- _PROBLEM_: Only the run of lines from the one containing "point: elderly man" through the last line should be returned, exactly as written.

- _RECORDS SHOWN_:
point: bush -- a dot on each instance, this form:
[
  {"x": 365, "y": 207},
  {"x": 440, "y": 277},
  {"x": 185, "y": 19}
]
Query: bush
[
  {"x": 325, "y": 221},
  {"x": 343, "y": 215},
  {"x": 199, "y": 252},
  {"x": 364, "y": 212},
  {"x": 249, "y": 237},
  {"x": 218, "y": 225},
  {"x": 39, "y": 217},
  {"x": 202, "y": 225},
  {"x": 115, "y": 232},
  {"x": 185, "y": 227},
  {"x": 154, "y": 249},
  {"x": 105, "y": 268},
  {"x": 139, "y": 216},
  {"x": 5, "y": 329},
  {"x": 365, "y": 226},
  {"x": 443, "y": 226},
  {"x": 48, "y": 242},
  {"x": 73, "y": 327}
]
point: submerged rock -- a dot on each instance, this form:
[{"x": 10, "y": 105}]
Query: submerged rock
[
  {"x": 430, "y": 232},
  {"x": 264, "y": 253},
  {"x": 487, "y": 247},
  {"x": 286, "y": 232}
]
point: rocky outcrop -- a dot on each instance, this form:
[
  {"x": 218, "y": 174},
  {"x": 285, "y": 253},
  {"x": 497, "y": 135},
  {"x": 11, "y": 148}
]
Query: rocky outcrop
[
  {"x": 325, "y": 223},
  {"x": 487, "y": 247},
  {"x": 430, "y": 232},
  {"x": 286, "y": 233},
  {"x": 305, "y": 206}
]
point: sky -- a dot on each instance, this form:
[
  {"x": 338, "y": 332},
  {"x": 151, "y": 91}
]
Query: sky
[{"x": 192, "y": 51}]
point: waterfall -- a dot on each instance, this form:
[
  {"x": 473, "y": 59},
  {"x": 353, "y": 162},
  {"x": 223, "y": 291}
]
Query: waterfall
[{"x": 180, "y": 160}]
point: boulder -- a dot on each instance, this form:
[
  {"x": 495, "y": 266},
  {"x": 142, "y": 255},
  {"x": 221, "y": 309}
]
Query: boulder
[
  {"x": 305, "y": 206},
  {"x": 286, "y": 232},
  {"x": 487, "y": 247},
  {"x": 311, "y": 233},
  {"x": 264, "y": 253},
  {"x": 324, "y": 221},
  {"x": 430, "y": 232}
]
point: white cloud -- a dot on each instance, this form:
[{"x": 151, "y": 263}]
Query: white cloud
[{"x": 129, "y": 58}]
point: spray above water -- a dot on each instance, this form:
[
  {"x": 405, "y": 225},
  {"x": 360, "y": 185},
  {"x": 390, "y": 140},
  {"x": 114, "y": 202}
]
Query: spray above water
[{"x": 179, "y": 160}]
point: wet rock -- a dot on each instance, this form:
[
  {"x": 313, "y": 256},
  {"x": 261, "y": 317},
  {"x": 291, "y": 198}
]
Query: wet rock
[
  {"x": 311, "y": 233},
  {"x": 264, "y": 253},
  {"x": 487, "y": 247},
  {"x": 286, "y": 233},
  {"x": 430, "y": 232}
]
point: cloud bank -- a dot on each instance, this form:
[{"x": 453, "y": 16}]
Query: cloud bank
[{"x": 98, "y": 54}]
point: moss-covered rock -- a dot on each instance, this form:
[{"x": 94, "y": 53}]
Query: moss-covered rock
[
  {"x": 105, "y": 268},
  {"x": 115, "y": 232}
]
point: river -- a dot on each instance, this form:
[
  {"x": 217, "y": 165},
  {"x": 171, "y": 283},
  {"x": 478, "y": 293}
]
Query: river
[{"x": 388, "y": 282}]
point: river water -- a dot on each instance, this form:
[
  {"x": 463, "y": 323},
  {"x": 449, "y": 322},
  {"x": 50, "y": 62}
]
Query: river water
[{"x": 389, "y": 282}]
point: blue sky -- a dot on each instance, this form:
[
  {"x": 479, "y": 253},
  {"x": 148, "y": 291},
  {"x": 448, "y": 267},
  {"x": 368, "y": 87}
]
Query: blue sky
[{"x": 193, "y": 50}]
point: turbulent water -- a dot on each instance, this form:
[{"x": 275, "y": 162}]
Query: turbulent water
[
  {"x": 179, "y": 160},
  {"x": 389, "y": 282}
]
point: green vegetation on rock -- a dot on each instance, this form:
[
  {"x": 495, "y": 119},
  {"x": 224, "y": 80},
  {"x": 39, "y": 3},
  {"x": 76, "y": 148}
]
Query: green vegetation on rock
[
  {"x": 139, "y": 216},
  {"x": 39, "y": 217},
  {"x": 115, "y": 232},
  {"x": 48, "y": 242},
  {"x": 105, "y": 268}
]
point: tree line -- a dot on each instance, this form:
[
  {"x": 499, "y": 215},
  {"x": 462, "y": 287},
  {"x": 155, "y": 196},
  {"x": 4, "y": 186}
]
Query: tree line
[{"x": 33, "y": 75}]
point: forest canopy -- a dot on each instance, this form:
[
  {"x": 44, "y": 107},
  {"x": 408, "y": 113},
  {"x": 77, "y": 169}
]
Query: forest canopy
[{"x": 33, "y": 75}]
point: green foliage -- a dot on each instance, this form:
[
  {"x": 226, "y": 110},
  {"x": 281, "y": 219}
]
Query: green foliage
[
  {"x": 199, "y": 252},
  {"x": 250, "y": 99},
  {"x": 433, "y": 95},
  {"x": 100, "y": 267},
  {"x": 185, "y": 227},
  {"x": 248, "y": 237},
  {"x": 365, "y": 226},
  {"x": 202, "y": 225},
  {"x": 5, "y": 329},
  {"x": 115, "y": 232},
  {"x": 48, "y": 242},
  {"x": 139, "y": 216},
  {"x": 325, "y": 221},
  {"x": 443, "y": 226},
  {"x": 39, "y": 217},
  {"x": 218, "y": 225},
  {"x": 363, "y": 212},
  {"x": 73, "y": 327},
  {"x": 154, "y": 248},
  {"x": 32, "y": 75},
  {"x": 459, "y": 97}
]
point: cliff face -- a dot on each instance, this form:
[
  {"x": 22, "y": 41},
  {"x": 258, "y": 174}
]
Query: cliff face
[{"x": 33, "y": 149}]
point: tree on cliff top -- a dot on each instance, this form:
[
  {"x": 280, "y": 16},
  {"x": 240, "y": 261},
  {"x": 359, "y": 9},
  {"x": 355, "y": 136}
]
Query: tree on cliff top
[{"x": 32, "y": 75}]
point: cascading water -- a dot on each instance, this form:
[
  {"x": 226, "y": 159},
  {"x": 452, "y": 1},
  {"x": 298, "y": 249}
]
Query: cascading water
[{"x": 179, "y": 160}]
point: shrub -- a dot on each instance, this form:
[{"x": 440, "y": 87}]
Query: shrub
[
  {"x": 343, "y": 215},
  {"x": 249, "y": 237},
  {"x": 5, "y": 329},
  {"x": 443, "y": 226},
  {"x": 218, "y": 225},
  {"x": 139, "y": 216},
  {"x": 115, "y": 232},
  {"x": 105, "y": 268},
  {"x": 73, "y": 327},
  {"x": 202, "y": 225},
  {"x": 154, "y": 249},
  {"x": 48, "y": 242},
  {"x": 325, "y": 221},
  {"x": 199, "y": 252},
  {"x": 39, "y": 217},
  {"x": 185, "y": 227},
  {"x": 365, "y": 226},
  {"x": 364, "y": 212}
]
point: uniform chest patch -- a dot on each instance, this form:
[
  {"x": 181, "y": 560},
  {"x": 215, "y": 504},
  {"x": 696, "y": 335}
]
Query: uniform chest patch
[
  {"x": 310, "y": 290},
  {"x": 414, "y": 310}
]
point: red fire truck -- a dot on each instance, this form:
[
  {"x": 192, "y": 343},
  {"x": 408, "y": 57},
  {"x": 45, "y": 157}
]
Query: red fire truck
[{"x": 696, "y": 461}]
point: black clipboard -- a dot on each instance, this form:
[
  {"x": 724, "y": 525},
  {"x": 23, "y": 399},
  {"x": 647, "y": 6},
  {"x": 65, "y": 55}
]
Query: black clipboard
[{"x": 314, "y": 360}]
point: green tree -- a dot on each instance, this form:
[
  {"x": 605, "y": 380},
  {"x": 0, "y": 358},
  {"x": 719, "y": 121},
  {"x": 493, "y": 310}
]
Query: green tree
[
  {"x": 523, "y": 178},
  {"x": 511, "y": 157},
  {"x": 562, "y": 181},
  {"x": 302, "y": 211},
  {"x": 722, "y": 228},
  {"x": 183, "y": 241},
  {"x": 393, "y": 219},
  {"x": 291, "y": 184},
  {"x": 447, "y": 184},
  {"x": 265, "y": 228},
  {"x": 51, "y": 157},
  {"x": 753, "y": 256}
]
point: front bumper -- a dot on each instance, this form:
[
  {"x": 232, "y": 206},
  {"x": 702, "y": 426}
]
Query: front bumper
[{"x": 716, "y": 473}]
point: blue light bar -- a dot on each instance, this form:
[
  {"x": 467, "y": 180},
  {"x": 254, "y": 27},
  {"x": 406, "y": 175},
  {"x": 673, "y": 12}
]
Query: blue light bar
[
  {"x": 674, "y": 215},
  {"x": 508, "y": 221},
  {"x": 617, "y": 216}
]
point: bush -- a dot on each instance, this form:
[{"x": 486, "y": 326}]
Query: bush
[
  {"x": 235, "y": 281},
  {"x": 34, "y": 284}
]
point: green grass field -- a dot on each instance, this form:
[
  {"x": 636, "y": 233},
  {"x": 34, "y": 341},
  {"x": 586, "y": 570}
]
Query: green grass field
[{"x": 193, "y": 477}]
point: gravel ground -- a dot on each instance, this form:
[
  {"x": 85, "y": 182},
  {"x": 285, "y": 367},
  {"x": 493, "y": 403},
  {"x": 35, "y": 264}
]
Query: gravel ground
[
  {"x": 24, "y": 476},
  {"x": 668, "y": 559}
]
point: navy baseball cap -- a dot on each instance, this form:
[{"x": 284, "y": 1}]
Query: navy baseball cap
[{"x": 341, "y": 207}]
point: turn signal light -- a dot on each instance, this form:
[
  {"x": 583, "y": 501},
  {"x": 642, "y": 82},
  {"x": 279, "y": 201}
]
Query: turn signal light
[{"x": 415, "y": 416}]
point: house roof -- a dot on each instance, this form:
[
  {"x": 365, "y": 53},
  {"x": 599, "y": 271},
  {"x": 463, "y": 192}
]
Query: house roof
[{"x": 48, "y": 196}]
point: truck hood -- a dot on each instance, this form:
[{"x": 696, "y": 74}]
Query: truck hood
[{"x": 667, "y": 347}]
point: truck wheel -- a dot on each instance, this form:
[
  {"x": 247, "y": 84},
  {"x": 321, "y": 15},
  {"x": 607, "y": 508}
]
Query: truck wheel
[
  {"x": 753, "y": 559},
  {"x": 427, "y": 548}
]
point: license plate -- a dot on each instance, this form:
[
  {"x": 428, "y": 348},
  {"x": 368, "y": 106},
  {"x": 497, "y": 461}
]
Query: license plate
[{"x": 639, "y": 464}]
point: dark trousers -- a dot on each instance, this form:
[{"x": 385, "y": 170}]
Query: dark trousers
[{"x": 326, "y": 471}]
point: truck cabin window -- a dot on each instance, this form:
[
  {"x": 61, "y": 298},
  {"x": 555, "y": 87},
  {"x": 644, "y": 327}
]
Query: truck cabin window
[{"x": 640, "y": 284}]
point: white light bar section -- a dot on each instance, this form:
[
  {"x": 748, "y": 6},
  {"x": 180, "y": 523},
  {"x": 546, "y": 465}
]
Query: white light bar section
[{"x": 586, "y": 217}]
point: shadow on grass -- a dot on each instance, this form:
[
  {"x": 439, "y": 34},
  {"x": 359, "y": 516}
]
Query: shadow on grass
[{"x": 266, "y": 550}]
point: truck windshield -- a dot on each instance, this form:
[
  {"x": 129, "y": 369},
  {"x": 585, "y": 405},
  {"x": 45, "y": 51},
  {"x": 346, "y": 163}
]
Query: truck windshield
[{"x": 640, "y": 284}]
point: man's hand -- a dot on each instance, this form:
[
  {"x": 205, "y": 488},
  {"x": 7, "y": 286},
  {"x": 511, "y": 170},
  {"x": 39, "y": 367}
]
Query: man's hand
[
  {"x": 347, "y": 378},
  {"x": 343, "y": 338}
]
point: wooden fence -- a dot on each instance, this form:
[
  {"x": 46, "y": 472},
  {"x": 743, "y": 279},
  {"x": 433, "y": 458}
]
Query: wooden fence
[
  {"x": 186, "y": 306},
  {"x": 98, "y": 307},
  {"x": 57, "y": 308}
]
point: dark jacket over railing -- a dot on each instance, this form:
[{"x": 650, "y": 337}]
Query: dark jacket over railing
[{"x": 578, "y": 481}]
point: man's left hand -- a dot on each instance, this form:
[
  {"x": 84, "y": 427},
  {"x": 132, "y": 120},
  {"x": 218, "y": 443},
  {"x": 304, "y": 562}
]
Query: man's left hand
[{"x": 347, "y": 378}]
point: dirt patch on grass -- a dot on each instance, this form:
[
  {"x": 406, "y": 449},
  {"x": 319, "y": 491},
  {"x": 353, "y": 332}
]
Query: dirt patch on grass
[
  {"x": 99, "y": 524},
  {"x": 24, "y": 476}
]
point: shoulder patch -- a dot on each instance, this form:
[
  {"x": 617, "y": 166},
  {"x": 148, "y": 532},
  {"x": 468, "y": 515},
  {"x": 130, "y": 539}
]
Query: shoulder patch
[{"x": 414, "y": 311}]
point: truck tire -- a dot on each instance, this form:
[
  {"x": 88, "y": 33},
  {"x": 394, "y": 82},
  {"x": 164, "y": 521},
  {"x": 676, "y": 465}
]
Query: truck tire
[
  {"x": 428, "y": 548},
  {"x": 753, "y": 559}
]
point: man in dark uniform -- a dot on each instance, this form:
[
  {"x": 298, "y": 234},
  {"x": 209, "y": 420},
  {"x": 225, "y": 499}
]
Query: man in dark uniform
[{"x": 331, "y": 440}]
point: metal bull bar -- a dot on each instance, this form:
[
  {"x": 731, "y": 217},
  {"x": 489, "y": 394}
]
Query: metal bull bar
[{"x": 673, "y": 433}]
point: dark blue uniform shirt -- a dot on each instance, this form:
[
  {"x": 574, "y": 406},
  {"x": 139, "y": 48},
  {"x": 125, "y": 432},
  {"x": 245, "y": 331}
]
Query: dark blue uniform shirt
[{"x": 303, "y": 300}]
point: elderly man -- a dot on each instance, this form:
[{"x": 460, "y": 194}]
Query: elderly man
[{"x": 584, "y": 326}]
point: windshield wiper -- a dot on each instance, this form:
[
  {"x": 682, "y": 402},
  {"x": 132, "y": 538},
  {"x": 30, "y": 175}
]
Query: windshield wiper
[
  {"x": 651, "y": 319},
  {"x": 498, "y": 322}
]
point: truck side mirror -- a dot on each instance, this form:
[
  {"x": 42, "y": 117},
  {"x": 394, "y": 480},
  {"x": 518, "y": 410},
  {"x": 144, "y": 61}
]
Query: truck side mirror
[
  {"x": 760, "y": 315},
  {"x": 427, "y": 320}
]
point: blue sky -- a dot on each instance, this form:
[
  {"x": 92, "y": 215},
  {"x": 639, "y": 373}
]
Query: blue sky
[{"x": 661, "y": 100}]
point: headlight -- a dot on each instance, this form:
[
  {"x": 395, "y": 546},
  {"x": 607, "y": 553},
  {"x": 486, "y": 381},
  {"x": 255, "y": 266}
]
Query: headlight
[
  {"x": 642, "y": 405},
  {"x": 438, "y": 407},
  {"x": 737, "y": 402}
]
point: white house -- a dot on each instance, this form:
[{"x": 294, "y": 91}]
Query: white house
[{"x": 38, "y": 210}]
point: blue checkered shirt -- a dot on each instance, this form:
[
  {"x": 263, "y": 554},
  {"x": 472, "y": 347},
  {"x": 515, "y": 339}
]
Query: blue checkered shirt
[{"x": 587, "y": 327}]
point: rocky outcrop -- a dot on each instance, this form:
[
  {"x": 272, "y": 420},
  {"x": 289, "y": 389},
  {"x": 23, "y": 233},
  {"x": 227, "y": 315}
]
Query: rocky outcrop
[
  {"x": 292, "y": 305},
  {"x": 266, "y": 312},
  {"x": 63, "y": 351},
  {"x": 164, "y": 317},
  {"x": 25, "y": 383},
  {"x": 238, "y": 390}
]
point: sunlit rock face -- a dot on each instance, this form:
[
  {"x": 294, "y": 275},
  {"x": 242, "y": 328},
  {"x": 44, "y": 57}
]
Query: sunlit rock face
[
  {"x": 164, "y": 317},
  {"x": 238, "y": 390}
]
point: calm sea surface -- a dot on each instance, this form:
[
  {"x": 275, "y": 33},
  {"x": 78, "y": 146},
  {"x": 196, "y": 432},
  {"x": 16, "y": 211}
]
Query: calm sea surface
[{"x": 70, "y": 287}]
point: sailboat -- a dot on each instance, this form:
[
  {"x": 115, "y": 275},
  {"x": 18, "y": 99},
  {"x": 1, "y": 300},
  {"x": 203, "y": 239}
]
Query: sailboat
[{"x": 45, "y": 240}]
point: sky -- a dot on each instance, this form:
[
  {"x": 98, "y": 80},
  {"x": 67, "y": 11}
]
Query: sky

- _EXERCISE SOLUTION_:
point: elderly man -- a dot on each instance, this form:
[{"x": 460, "y": 194}]
Query: elderly man
[{"x": 584, "y": 326}]
point: windshield wiper -- a dot on each instance, this form:
[
  {"x": 682, "y": 402},
  {"x": 132, "y": 538},
  {"x": 30, "y": 175}
]
Query: windshield wiper
[
  {"x": 651, "y": 319},
  {"x": 498, "y": 322}
]
point: truck side mirror -- a dot on each instance, this form:
[
  {"x": 42, "y": 117},
  {"x": 394, "y": 480},
  {"x": 518, "y": 410},
  {"x": 144, "y": 61}
]
Query: truck side mirror
[
  {"x": 760, "y": 315},
  {"x": 427, "y": 320}
]
point: blue sky -- a dot on each instance, this form:
[
  {"x": 92, "y": 215},
  {"x": 639, "y": 373}
]
Query: blue sky
[{"x": 661, "y": 100}]
point: headlight -- a dot on each instance, this form:
[
  {"x": 395, "y": 546},
  {"x": 607, "y": 553},
  {"x": 486, "y": 381},
  {"x": 255, "y": 266}
]
Query: headlight
[
  {"x": 642, "y": 405},
  {"x": 438, "y": 407},
  {"x": 737, "y": 402}
]
point: white house -- a dot on each instance, this form:
[{"x": 294, "y": 91}]
Query: white house
[{"x": 38, "y": 210}]
point: blue checkered shirt -- a dot on each instance, this form:
[
  {"x": 263, "y": 554},
  {"x": 472, "y": 347},
  {"x": 515, "y": 339}
]
Query: blue checkered shirt
[{"x": 587, "y": 327}]
point: rocky outcrop -- a dot on each instance, this form:
[
  {"x": 272, "y": 420},
  {"x": 289, "y": 389},
  {"x": 23, "y": 233},
  {"x": 227, "y": 315}
]
Query: rocky outcrop
[
  {"x": 292, "y": 305},
  {"x": 266, "y": 312},
  {"x": 63, "y": 351},
  {"x": 164, "y": 317},
  {"x": 25, "y": 383},
  {"x": 238, "y": 390}
]
point: sunlit rock face -- a dot on each instance, this form:
[
  {"x": 294, "y": 275},
  {"x": 242, "y": 328},
  {"x": 44, "y": 57}
]
Query: sunlit rock face
[
  {"x": 164, "y": 317},
  {"x": 238, "y": 390}
]
point: calm sea surface -- a dot on each instance, this form:
[
  {"x": 275, "y": 33},
  {"x": 78, "y": 146},
  {"x": 196, "y": 432},
  {"x": 16, "y": 211}
]
Query: calm sea surface
[{"x": 70, "y": 287}]
point: sailboat -- a dot on each instance, this form:
[
  {"x": 115, "y": 275},
  {"x": 18, "y": 99},
  {"x": 1, "y": 300},
  {"x": 203, "y": 239}
]
Query: sailboat
[{"x": 45, "y": 240}]
point: sky -- a dot on each instance, this form:
[
  {"x": 98, "y": 80},
  {"x": 67, "y": 11}
]
Query: sky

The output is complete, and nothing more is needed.